# START OF Dataset records

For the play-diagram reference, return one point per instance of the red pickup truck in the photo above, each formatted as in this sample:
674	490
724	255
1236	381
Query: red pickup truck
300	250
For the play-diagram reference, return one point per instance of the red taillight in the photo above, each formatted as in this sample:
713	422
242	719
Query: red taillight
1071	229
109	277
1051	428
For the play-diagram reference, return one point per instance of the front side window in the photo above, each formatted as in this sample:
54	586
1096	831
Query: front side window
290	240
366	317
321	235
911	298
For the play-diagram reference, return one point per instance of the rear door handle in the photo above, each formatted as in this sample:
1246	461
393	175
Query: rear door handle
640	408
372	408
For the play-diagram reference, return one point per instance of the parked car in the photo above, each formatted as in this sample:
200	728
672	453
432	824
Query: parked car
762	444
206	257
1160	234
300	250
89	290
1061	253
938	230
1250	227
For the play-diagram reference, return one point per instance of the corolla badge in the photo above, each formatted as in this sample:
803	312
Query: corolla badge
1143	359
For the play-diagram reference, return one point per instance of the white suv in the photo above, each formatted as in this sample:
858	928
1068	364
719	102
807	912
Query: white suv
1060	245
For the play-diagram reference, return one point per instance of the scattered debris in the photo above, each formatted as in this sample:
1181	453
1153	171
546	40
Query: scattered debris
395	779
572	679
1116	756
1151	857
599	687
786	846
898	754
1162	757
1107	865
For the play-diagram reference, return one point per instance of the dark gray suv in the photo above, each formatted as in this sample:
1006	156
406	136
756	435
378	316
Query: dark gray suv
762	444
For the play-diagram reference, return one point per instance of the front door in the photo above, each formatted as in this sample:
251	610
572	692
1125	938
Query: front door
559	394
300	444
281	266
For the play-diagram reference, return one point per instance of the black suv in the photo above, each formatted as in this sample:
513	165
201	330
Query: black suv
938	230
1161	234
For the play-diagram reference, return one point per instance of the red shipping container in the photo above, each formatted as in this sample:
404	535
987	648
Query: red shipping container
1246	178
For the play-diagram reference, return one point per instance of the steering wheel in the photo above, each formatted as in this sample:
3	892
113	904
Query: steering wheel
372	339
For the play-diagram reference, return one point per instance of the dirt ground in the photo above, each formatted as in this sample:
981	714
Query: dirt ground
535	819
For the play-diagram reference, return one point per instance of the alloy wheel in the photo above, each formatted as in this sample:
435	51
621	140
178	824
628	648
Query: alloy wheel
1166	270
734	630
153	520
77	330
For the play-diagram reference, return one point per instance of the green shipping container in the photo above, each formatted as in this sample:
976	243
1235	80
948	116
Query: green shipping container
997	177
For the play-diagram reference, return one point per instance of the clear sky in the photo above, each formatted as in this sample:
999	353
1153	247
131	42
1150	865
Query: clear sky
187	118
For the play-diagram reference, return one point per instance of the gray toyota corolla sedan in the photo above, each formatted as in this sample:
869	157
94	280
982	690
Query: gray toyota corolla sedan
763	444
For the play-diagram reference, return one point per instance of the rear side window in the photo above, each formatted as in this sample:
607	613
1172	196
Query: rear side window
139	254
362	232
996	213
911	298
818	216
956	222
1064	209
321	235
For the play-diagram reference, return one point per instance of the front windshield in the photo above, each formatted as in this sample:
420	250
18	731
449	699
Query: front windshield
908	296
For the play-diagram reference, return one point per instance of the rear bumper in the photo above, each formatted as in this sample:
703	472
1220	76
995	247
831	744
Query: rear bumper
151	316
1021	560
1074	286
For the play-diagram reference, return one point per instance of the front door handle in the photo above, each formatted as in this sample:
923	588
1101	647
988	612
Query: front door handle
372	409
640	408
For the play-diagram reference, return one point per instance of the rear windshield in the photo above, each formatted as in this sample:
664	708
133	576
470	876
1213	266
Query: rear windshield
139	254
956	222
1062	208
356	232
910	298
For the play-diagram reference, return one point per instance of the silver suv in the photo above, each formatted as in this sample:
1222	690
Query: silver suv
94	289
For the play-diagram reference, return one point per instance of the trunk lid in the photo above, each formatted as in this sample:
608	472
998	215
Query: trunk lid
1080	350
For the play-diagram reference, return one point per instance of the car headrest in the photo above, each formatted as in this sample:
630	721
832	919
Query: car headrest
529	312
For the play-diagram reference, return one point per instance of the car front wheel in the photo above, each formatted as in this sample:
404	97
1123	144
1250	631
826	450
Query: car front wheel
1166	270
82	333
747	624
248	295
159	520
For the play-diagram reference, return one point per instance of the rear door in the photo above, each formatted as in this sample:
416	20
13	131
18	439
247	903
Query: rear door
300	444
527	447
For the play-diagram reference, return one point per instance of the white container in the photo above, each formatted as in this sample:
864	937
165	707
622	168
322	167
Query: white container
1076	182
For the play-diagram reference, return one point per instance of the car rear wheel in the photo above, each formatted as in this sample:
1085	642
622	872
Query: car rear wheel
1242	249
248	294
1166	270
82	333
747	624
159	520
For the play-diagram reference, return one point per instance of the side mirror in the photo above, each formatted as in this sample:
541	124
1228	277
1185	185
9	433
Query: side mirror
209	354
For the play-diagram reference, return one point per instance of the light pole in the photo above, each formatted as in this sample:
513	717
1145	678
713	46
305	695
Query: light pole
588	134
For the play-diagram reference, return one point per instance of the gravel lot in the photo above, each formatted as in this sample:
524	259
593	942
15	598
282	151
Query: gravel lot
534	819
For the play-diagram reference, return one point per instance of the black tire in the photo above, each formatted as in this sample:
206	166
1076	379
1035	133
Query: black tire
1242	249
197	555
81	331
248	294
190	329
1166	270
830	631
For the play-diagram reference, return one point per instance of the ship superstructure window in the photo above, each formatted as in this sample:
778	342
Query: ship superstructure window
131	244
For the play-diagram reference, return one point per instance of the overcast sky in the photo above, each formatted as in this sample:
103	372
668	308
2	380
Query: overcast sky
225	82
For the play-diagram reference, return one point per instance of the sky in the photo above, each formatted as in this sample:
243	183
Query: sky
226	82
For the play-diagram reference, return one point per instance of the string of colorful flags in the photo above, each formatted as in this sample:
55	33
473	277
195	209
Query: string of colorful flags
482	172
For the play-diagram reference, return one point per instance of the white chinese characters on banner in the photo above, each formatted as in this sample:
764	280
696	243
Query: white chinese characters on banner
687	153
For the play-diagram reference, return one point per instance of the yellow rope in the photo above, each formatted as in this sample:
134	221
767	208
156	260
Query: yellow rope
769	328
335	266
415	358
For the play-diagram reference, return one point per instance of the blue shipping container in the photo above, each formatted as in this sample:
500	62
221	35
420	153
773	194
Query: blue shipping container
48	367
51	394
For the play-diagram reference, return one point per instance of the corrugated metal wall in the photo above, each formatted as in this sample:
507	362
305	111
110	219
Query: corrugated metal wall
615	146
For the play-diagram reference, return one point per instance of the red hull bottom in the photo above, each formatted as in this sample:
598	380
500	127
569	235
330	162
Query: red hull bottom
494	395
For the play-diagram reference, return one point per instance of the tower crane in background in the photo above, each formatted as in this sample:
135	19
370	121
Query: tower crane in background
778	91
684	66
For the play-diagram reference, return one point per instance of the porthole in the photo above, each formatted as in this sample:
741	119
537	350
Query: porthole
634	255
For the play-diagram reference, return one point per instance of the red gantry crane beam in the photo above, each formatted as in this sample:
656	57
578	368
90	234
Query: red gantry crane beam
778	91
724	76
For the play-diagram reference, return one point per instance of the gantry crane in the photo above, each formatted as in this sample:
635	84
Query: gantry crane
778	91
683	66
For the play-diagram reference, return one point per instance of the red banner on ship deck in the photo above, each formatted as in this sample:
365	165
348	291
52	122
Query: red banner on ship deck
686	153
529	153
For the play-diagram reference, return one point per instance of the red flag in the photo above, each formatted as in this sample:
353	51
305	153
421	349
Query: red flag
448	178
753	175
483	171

# END OF Dataset records
# START OF Dataset records

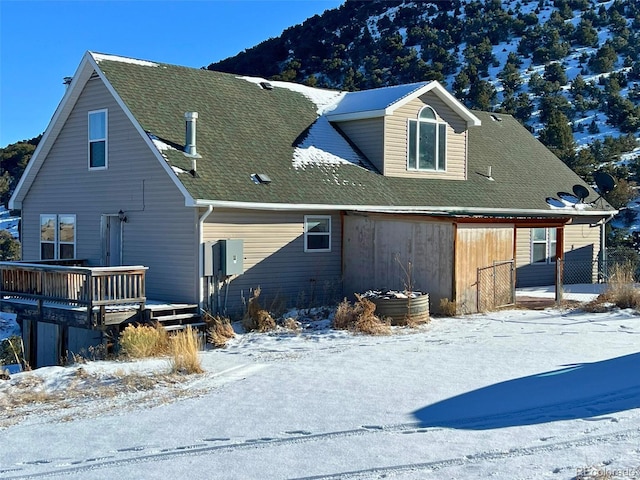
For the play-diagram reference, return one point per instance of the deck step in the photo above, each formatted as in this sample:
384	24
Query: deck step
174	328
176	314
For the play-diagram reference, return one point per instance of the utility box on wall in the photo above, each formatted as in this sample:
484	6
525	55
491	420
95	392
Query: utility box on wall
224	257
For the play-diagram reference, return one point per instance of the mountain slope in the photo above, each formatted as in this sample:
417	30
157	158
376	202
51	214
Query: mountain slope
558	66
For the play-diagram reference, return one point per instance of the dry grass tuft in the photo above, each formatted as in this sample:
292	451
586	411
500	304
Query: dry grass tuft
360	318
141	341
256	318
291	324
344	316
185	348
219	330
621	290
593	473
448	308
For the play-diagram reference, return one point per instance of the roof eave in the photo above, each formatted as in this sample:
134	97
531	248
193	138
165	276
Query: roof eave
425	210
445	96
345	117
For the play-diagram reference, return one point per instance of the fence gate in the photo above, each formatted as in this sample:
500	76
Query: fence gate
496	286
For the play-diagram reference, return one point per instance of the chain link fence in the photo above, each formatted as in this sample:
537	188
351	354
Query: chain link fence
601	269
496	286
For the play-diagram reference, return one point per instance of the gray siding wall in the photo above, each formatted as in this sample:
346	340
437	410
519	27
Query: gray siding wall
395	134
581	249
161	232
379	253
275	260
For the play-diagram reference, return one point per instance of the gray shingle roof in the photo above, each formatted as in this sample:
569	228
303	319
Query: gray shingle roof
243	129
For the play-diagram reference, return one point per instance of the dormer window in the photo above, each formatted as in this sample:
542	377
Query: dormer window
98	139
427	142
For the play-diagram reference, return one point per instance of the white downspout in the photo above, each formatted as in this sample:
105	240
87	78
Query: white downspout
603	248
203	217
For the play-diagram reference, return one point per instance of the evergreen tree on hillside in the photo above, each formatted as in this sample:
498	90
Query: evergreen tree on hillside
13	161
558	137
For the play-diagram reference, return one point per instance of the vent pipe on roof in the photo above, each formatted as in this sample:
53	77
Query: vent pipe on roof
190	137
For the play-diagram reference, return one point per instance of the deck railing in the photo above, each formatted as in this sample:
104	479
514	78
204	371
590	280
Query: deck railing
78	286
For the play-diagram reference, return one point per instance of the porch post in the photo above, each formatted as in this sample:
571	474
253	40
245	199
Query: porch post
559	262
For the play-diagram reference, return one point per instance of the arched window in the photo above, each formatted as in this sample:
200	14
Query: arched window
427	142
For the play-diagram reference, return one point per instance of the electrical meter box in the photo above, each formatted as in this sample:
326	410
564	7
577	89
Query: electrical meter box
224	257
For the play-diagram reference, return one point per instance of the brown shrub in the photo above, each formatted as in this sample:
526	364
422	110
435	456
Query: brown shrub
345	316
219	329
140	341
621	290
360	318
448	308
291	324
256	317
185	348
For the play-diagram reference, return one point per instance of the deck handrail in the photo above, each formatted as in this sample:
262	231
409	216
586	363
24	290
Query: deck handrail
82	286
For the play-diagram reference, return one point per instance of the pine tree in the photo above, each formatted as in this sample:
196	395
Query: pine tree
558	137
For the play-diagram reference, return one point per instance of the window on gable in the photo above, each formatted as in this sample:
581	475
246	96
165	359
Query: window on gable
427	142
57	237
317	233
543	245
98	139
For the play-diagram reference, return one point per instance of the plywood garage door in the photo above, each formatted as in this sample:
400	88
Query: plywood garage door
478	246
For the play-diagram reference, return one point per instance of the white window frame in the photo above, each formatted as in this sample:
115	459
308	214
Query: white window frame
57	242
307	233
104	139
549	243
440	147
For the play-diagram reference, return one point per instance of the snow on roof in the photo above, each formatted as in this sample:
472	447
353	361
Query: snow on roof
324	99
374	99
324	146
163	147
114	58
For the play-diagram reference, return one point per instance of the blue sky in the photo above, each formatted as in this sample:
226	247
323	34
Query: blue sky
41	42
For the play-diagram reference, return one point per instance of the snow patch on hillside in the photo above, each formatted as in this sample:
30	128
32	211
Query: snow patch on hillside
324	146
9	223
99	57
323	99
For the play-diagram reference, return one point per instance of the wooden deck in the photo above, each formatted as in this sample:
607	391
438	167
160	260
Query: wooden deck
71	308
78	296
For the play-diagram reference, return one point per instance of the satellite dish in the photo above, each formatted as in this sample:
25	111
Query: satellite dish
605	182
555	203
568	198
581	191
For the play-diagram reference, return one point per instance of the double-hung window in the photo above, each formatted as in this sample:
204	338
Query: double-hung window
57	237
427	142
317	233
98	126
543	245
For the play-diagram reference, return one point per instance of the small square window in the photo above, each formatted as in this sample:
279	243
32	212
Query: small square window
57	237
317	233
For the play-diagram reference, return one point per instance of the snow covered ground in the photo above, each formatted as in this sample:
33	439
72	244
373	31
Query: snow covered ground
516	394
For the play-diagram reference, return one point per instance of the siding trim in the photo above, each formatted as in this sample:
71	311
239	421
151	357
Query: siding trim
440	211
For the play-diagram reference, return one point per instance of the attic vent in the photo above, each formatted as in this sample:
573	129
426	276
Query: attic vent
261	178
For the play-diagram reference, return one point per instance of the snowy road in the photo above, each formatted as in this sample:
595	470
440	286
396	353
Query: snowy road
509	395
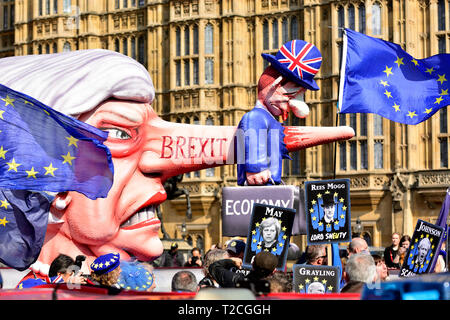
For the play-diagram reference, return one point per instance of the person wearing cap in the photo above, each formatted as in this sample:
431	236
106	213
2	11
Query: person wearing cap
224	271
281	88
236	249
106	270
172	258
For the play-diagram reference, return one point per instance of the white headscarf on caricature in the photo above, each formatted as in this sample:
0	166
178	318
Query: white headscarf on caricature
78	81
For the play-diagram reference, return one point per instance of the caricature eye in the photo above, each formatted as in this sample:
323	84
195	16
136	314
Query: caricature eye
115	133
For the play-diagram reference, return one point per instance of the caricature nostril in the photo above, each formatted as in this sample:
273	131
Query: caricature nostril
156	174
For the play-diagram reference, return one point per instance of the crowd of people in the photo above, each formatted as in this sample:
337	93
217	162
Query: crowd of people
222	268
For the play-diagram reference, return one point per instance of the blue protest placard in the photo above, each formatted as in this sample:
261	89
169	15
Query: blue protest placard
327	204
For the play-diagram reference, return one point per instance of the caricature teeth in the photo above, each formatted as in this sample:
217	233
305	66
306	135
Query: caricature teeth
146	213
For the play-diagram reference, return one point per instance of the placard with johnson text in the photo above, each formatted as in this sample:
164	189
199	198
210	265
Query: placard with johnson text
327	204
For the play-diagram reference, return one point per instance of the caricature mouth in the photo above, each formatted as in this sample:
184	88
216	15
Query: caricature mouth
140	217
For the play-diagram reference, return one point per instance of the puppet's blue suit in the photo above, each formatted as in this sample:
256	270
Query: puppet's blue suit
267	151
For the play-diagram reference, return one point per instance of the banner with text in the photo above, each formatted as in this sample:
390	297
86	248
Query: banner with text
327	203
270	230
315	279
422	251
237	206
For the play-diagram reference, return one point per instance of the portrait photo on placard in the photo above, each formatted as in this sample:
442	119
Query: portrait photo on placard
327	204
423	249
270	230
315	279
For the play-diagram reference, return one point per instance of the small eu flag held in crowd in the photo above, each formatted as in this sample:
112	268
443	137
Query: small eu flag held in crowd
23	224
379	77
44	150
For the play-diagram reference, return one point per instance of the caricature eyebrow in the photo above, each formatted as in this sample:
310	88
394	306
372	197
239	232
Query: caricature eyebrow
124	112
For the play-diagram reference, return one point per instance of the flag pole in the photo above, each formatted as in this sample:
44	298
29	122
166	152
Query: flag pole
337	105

# END OF Dataset records

- _What to do_
Copy out every line above that contains the word "clear", each one in full.

- _Exercise response_
For the play-diagram reference, return one point per instance of the clear sky in the photo above, each formatted as in this sample:
Query: clear sky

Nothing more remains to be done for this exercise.